#### [Auszug]
Unternehmensnachfolge

Von unter Tage in die Chefetage

Für jeden Unternehmer kommt irgendwann die Frage, wer denn wohl sein Unternehmen weiterführen könnte. Oder der potenzielle Nachfolger stellt die Frage. | Text: Ingrid Haarbeck
Axel Wirth wurde kalt erwischt. Dabei war er schon über 80, als sein langjähriger Geschäftspartner Marco Schlarpp ihm vorschlug, sein Nachfolger im Unternehmen, der Axel Wirth Gruppe, zu werden. „Der musste das erst mal sacken lassen“, erinnert sich der Dorstener an das Gespräch. Nach zahlreichen gemeinsamen Essen war dann auch Axel Wirth überzeugt.
Das Unternehmen, das Marco Schlarpp nach vierjähriger Vorbereitung übernommen hat, gibt es jetzt nicht mehr. Es hat einen neuen Namen und eine neue rechtliche Konstruktion. Die Themen, die ihn umtreiben, wie die Digitalisierung und die Energiewende, waren für den Seniorchef noch keine. Das klingt wie die totale Disruption – für Mitarbeiter, Senior und Kunden. Und doch hat Axel Wirth ein Büro auf dem Firmengelände und begrüßt täglich seine ehemaligen Mitarbeiterinnen und Mitarbeiter.

#### [Vorliegende Angaben]
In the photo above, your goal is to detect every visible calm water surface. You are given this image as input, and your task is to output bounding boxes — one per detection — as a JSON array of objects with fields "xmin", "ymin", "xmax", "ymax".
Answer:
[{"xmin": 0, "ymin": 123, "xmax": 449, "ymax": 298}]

#### [Schriftliche Aufgaben]
A. Gib aus dem Auszug zur Unternehmensnachfolge den Abschnitt wortgetreu wieder. Er beginnt mit den Worten „Das Unternehmen, das“ und endet nach den Worten „Mitarbeiterinnen und Mitarbeiter.“.
B. Beantworte anhand des Auszugs zur Unternehmensnachfolge:
(i) Wie alt war Axel Wirth, als Marco Schlarpp ihm vorschlug, sein Nachfolger zu werden?
(ii) Wie lange dauerte die Vorbereitung, bevor Marco Schlarpp das Unternehmen übernahm?
(iii) Welche zwei Themen waren für den Seniorchef noch keine?

#### [Antworten je Aufgabe]
A.
Das Unternehmen, das Marco Schlarpp nach vierjähriger Vorbereitung übernommen hat, gibt es jetzt nicht mehr. Es hat einen neuen Namen und eine neue rechtliche Konstruktion. Die Themen, die ihn umtreiben, wie die Digitalisierung und die Energiewende, waren für den Seniorchef noch keine. Das klingt wie die totale Disruption – für Mitarbeiter, Senior und Kunden. Und doch hat Axel Wirth ein Büro auf dem Firmengelände und begrüßt täglich seine ehemaligen Mitarbeiterinnen und Mitarbeiter.

B.
(i) Er war schon über 80.
(ii) Sie dauerte vier Jahre.
(iii) Die Digitalisierung und die Energiewende.